- [Exercise directions]: The entries that follow include a run beginning at the line with "271L129 264L100 257L82" and ending at the line with "box: [5, 119, 119, 280]"; restate that run word for word and leave the rest out.

- [Provided data]:
####

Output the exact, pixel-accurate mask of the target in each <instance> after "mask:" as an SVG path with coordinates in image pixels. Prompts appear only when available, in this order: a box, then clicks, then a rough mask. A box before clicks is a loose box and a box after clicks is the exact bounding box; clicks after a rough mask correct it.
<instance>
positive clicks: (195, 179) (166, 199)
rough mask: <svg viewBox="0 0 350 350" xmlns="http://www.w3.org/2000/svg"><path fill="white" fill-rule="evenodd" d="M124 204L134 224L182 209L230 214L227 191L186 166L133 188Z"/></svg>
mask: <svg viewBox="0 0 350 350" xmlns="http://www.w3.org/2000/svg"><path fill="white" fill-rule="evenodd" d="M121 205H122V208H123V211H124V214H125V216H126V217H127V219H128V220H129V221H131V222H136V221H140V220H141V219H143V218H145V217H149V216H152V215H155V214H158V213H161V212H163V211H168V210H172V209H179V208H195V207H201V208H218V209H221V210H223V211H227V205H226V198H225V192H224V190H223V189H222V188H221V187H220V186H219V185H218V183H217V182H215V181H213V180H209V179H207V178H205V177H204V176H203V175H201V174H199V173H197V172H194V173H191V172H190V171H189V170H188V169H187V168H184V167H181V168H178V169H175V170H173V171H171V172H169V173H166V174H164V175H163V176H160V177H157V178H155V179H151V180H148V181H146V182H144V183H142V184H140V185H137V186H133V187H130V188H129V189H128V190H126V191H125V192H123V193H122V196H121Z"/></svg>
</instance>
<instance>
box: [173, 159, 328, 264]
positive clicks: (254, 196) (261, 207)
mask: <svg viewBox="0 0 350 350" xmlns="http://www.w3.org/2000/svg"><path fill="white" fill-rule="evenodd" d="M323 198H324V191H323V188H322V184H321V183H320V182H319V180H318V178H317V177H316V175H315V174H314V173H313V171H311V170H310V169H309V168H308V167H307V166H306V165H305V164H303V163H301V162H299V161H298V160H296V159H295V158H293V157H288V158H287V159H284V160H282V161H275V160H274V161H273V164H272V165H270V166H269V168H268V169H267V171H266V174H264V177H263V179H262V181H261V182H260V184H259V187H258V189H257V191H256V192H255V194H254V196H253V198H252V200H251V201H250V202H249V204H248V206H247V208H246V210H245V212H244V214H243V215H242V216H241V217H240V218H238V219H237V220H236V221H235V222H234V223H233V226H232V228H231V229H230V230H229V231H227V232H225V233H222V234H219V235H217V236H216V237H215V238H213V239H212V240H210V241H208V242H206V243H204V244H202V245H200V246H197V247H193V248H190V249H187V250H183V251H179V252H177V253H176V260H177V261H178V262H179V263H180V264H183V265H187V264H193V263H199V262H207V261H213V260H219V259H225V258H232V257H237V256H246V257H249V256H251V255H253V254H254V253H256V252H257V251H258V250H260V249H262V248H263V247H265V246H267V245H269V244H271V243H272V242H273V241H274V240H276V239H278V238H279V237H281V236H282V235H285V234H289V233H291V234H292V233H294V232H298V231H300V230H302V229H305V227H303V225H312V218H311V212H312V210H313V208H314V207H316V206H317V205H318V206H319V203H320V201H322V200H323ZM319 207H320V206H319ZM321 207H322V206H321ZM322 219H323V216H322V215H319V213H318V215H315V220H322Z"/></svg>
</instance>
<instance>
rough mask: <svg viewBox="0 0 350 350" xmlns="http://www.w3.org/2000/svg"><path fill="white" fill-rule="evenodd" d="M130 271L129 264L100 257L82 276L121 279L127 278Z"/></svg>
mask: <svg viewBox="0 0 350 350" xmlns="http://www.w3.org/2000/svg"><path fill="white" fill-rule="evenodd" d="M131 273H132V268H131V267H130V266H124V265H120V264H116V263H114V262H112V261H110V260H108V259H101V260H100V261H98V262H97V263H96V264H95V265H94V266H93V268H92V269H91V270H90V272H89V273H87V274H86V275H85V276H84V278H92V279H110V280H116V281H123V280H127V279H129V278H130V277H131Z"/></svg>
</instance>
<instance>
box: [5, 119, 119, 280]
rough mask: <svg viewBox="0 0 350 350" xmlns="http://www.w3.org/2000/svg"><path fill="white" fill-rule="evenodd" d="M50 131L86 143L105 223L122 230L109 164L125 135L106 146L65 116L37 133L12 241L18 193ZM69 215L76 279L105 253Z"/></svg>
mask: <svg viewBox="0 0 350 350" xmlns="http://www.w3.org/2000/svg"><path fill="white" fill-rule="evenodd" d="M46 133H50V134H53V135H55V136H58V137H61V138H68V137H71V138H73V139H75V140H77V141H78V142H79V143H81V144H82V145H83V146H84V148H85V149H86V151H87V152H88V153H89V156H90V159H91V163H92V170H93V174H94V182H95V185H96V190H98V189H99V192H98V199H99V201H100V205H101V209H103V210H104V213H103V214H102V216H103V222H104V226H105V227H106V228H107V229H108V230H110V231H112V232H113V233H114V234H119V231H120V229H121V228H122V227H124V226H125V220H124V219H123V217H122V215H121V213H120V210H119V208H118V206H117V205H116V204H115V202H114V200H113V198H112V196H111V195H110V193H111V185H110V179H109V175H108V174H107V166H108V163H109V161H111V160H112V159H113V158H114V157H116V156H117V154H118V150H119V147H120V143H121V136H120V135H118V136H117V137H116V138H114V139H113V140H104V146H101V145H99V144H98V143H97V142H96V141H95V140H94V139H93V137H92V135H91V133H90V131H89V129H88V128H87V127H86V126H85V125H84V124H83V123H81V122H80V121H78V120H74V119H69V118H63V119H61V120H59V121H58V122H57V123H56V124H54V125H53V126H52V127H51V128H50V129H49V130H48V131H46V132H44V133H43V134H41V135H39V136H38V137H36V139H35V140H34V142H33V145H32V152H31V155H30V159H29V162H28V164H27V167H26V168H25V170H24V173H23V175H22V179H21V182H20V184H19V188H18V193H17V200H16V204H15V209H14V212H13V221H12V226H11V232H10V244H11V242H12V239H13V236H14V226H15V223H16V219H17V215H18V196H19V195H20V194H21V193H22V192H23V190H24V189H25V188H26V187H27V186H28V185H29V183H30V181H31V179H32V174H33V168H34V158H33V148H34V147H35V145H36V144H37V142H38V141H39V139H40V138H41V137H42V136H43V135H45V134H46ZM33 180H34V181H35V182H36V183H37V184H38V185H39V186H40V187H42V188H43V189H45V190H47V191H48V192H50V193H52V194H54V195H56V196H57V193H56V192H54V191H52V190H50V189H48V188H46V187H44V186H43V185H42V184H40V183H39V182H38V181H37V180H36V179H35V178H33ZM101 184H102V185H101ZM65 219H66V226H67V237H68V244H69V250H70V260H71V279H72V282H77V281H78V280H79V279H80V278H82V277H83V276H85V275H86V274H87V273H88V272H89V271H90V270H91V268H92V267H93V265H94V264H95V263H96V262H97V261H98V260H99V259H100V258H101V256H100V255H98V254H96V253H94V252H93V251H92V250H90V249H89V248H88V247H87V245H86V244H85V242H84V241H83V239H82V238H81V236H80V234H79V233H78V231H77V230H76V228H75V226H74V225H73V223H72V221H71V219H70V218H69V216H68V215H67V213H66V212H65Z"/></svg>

####

- [Exercise output]:
rough mask: <svg viewBox="0 0 350 350" xmlns="http://www.w3.org/2000/svg"><path fill="white" fill-rule="evenodd" d="M130 271L129 264L100 257L82 276L121 279L127 278Z"/></svg>
mask: <svg viewBox="0 0 350 350" xmlns="http://www.w3.org/2000/svg"><path fill="white" fill-rule="evenodd" d="M131 273H132V268H131V267H130V266H124V265H120V264H116V263H114V262H112V261H110V260H108V259H101V260H100V261H98V262H97V263H96V264H95V265H94V266H93V268H92V269H91V270H90V272H89V273H87V274H86V275H85V276H84V278H92V279H110V280H116V281H123V280H127V279H129V278H130V277H131Z"/></svg>
</instance>
<instance>
box: [5, 119, 119, 280]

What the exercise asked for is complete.